YOUR OBJECTIVE
Produce a verbatim transcription of the records below, beginning at the line containing "Target: column" and ending at the final line; include only those lines.

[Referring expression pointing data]
—————

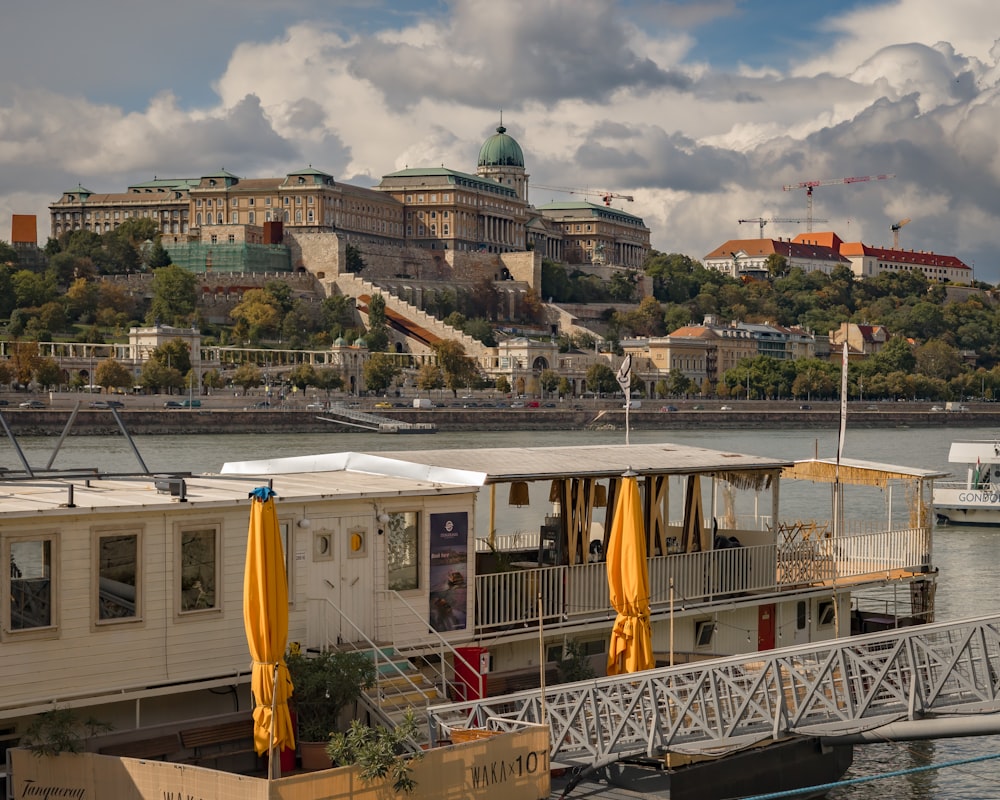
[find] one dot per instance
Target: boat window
(703, 632)
(198, 568)
(117, 576)
(402, 546)
(824, 614)
(32, 597)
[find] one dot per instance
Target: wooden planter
(314, 755)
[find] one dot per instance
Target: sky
(702, 111)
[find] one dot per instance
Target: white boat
(975, 498)
(124, 595)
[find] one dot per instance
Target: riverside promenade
(221, 415)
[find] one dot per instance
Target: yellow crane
(762, 222)
(605, 196)
(810, 185)
(895, 232)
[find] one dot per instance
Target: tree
(601, 379)
(175, 296)
(328, 380)
(112, 374)
(47, 373)
(174, 353)
(430, 377)
(259, 309)
(549, 381)
(380, 371)
(458, 369)
(302, 376)
(379, 751)
(156, 376)
(247, 376)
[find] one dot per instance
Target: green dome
(501, 150)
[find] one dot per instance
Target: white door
(342, 603)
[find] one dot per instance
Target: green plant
(574, 665)
(378, 751)
(323, 685)
(60, 731)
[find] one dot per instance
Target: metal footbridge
(927, 681)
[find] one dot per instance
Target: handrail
(442, 642)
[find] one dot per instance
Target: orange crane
(605, 196)
(810, 185)
(895, 232)
(762, 222)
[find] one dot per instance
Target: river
(966, 557)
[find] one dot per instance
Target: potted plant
(323, 685)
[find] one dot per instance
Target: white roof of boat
(50, 494)
(505, 464)
(970, 451)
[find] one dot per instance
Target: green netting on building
(198, 257)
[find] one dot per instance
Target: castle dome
(501, 150)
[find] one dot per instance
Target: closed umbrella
(265, 617)
(631, 648)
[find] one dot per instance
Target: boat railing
(402, 617)
(573, 593)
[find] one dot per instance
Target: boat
(415, 558)
(975, 499)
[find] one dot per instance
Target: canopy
(265, 617)
(631, 648)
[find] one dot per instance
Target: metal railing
(509, 599)
(885, 682)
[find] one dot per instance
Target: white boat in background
(975, 499)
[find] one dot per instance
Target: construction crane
(810, 185)
(895, 232)
(605, 196)
(762, 222)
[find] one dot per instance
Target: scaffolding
(230, 257)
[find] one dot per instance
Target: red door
(765, 627)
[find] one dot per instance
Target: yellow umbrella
(631, 648)
(265, 617)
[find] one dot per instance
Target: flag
(624, 375)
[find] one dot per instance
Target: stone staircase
(353, 285)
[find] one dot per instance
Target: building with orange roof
(748, 258)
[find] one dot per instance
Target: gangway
(376, 422)
(945, 676)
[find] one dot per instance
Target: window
(703, 632)
(402, 545)
(117, 584)
(825, 614)
(199, 569)
(32, 600)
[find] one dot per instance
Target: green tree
(380, 371)
(112, 374)
(458, 369)
(548, 381)
(47, 373)
(248, 376)
(601, 379)
(430, 377)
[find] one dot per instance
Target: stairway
(399, 686)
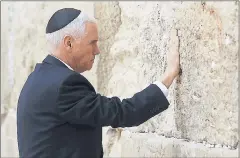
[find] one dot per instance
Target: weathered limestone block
(204, 99)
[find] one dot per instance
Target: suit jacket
(60, 115)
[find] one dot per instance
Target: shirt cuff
(162, 87)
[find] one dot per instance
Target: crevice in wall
(110, 23)
(235, 147)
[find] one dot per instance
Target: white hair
(75, 28)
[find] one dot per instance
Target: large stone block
(204, 98)
(152, 145)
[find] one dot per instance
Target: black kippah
(61, 18)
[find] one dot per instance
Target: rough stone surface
(152, 145)
(204, 99)
(134, 40)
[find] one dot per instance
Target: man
(59, 114)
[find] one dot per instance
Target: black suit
(59, 114)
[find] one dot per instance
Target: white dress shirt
(162, 87)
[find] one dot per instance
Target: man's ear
(68, 42)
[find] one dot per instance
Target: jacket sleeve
(78, 103)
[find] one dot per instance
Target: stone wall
(134, 40)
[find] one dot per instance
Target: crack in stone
(205, 143)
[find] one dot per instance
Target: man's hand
(173, 61)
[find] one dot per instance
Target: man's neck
(62, 60)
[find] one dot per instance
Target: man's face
(83, 50)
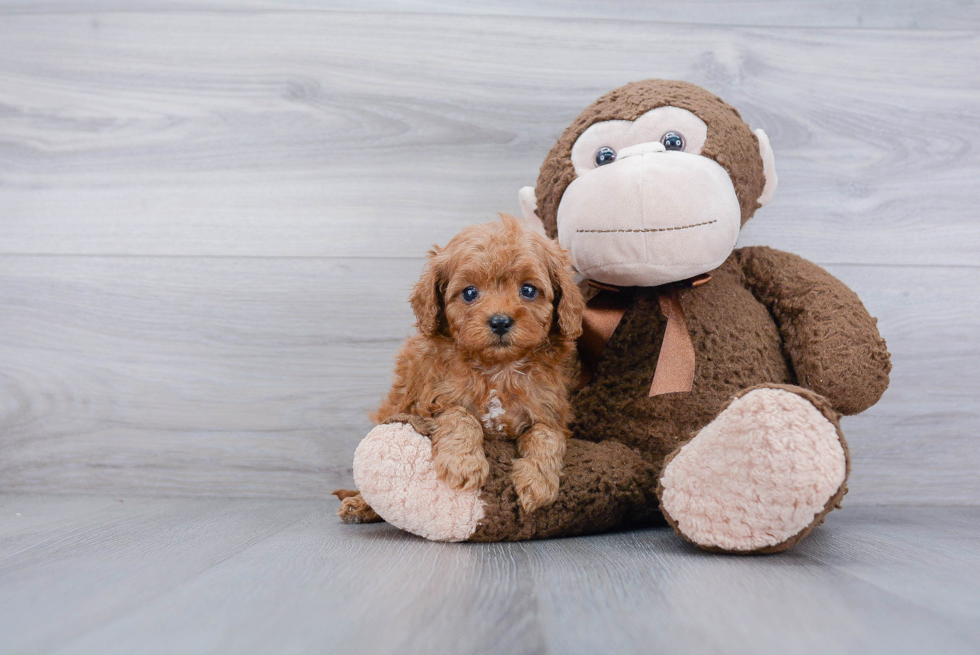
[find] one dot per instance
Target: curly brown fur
(474, 383)
(730, 141)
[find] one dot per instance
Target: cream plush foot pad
(393, 471)
(757, 475)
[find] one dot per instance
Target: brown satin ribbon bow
(604, 311)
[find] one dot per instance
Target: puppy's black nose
(500, 323)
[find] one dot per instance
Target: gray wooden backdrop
(211, 211)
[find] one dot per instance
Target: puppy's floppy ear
(568, 299)
(427, 302)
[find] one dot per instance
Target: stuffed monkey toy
(712, 380)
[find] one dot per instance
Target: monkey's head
(651, 184)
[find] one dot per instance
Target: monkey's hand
(457, 450)
(537, 473)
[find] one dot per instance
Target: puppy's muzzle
(500, 324)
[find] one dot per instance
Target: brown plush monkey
(713, 378)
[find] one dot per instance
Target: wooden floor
(113, 575)
(211, 213)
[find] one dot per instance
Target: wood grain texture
(288, 577)
(212, 212)
(254, 377)
(895, 14)
(329, 134)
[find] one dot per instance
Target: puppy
(498, 313)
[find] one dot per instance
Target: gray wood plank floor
(144, 575)
(212, 211)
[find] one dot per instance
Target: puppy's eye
(604, 155)
(672, 141)
(529, 291)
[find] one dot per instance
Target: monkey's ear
(529, 207)
(768, 168)
(426, 297)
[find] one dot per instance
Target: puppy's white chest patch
(493, 420)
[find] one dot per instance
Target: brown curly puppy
(498, 315)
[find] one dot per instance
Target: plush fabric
(712, 489)
(730, 142)
(394, 473)
(752, 458)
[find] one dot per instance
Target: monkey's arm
(831, 340)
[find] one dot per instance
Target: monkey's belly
(737, 345)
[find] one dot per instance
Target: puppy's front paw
(466, 471)
(536, 483)
(354, 509)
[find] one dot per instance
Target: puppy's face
(499, 304)
(498, 291)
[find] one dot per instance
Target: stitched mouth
(652, 229)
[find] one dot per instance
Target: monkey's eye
(604, 155)
(672, 141)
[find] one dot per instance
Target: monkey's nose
(641, 148)
(500, 323)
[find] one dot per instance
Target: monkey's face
(652, 183)
(646, 208)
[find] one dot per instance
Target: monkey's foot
(393, 471)
(760, 476)
(354, 509)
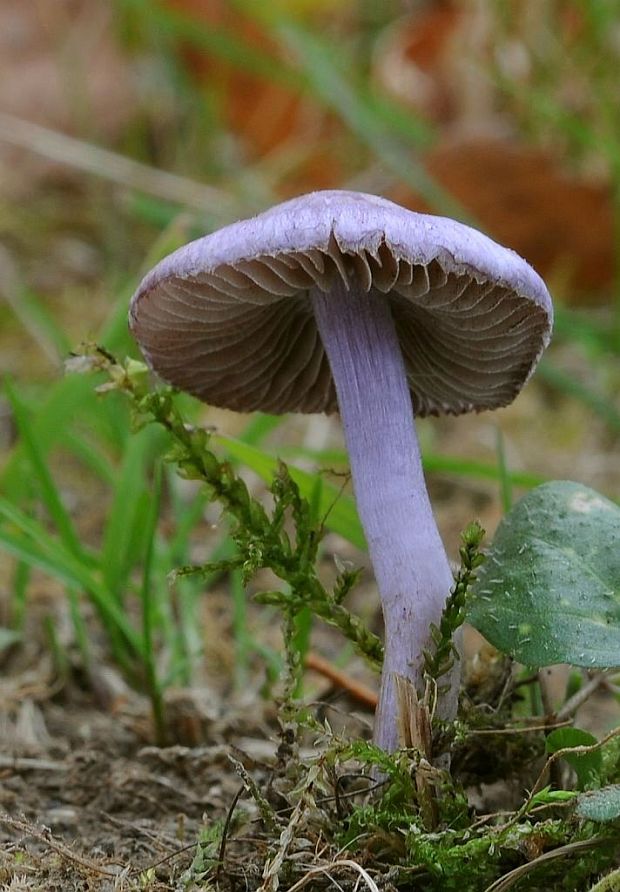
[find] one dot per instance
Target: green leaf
(585, 765)
(600, 805)
(46, 485)
(8, 637)
(549, 591)
(337, 509)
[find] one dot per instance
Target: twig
(356, 689)
(553, 758)
(23, 763)
(112, 166)
(222, 852)
(509, 879)
(525, 730)
(351, 865)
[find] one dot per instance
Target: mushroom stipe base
(410, 564)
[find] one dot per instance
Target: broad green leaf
(8, 637)
(600, 805)
(549, 591)
(338, 509)
(585, 765)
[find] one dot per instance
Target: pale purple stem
(410, 564)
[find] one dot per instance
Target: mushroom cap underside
(229, 317)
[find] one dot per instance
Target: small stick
(356, 689)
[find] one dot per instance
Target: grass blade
(47, 488)
(337, 508)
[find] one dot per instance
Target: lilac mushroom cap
(345, 301)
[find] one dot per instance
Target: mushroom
(340, 301)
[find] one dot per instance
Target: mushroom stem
(410, 564)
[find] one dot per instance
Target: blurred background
(130, 126)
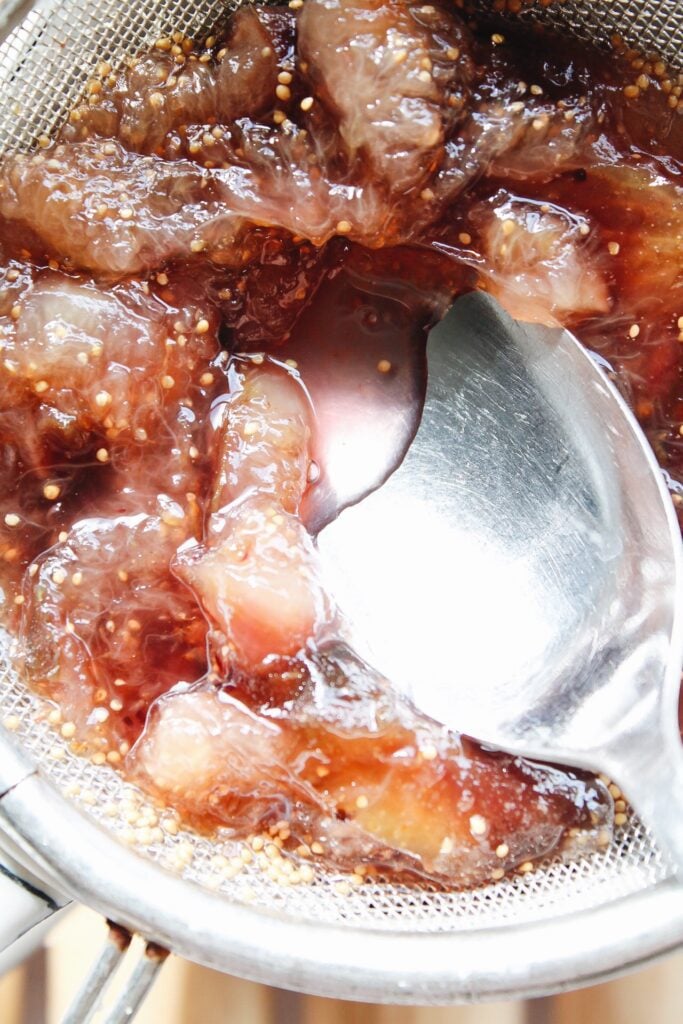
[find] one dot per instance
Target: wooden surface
(39, 991)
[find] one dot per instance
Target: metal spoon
(520, 574)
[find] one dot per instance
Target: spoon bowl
(519, 576)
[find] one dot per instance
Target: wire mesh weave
(43, 68)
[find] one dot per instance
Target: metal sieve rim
(507, 961)
(345, 960)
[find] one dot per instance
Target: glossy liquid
(155, 492)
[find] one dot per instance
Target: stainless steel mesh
(43, 67)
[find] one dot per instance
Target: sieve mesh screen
(43, 68)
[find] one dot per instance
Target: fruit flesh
(172, 581)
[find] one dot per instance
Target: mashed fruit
(215, 290)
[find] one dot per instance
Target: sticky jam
(215, 292)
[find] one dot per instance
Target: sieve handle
(25, 902)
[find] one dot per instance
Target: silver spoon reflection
(519, 576)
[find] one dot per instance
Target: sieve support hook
(104, 972)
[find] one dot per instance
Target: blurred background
(39, 990)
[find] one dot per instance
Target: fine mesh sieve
(565, 922)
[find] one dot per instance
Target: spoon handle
(653, 785)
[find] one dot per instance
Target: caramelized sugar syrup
(183, 393)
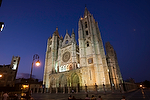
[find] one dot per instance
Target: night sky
(29, 23)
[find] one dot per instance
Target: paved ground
(136, 95)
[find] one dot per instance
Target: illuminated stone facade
(81, 68)
(8, 72)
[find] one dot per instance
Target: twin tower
(83, 67)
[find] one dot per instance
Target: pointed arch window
(87, 43)
(85, 24)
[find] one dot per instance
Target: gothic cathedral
(83, 67)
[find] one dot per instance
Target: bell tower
(91, 49)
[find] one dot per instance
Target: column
(104, 88)
(68, 90)
(85, 88)
(76, 89)
(56, 90)
(95, 88)
(63, 90)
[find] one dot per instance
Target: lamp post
(35, 57)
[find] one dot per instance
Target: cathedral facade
(83, 67)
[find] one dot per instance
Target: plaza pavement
(140, 94)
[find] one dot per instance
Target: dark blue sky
(124, 23)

—————

RESPONSE TO THIS EXERCISE
Target: column
(104, 88)
(68, 90)
(85, 88)
(76, 89)
(56, 90)
(95, 88)
(63, 90)
[find] one dot per instance
Target: lamp post
(35, 57)
[find] one dot per instance
Target: cathedral facade
(83, 67)
[find] one dot per instance
Target: plaza pavement
(140, 94)
[find] one dot per instance
Target: dark blue sky
(124, 23)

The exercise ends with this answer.